_TASK PROMPT_:
State the number of lines in the listing below that contain the word "each", and nothing besides.
━━━
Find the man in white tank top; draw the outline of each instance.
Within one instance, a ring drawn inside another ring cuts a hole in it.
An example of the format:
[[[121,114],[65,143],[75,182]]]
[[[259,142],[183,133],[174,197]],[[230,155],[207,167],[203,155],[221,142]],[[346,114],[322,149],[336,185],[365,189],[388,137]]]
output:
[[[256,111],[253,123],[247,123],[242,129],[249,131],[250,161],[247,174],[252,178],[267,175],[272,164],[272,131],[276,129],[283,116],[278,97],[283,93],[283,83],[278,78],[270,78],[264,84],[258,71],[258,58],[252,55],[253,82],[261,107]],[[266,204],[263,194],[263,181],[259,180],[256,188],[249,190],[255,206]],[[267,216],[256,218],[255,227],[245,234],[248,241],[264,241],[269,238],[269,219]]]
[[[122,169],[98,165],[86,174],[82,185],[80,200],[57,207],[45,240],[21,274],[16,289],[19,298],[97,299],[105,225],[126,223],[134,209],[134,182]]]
━━━
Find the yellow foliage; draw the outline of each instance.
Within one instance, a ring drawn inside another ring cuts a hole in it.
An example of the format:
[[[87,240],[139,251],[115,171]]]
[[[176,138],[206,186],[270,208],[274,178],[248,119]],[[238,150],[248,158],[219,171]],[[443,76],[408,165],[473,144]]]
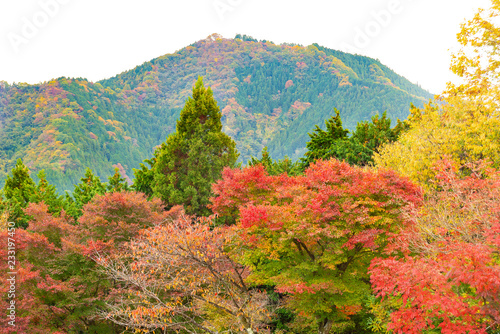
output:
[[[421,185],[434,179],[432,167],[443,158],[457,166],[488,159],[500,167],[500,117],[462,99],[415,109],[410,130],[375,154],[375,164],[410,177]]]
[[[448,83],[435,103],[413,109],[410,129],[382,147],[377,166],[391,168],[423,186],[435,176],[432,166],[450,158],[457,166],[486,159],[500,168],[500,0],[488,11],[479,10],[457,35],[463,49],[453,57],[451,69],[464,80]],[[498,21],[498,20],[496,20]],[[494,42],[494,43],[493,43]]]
━━━
_TASK RESPONSE_:
2